**** EXERCISE INPUT

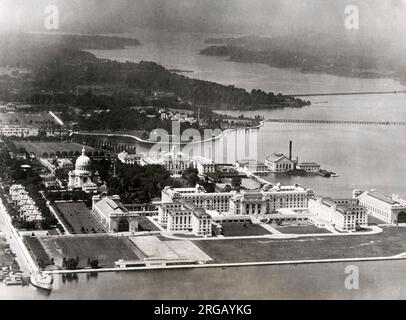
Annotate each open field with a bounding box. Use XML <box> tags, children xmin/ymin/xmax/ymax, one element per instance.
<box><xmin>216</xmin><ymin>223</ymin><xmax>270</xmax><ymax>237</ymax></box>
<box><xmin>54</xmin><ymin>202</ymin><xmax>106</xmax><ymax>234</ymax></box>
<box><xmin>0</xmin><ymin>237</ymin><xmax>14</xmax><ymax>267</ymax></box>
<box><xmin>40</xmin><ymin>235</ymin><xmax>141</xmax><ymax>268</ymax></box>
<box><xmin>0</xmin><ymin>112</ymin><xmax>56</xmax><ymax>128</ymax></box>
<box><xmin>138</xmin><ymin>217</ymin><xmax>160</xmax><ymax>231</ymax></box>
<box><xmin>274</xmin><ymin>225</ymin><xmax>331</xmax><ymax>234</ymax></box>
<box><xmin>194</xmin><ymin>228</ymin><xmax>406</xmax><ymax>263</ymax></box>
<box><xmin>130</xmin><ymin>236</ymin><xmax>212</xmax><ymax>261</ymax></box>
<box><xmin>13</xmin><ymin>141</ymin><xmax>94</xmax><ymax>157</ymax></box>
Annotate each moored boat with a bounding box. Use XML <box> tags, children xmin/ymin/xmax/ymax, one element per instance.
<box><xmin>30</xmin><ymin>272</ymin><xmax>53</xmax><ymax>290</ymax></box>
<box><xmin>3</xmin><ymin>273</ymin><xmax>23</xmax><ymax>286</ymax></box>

********

WHAT IS REQUIRED → Retype all of the rows above exactly, leaving out the pictures.

REPLY TO THE EXERCISE →
Annotate each open field with a bounding box. Use XML <box> tags, children xmin/ymin/xmax/ymax, one element per instance.
<box><xmin>216</xmin><ymin>223</ymin><xmax>270</xmax><ymax>237</ymax></box>
<box><xmin>54</xmin><ymin>202</ymin><xmax>106</xmax><ymax>234</ymax></box>
<box><xmin>0</xmin><ymin>237</ymin><xmax>14</xmax><ymax>267</ymax></box>
<box><xmin>40</xmin><ymin>235</ymin><xmax>141</xmax><ymax>268</ymax></box>
<box><xmin>0</xmin><ymin>112</ymin><xmax>56</xmax><ymax>128</ymax></box>
<box><xmin>138</xmin><ymin>217</ymin><xmax>160</xmax><ymax>231</ymax></box>
<box><xmin>274</xmin><ymin>225</ymin><xmax>331</xmax><ymax>234</ymax></box>
<box><xmin>194</xmin><ymin>228</ymin><xmax>406</xmax><ymax>263</ymax></box>
<box><xmin>130</xmin><ymin>236</ymin><xmax>212</xmax><ymax>261</ymax></box>
<box><xmin>13</xmin><ymin>141</ymin><xmax>94</xmax><ymax>157</ymax></box>
Annotate each moored boat with a bounding box. Use XML <box> tags, children xmin/ymin/xmax/ymax, one element per instance.
<box><xmin>30</xmin><ymin>272</ymin><xmax>53</xmax><ymax>290</ymax></box>
<box><xmin>3</xmin><ymin>273</ymin><xmax>23</xmax><ymax>286</ymax></box>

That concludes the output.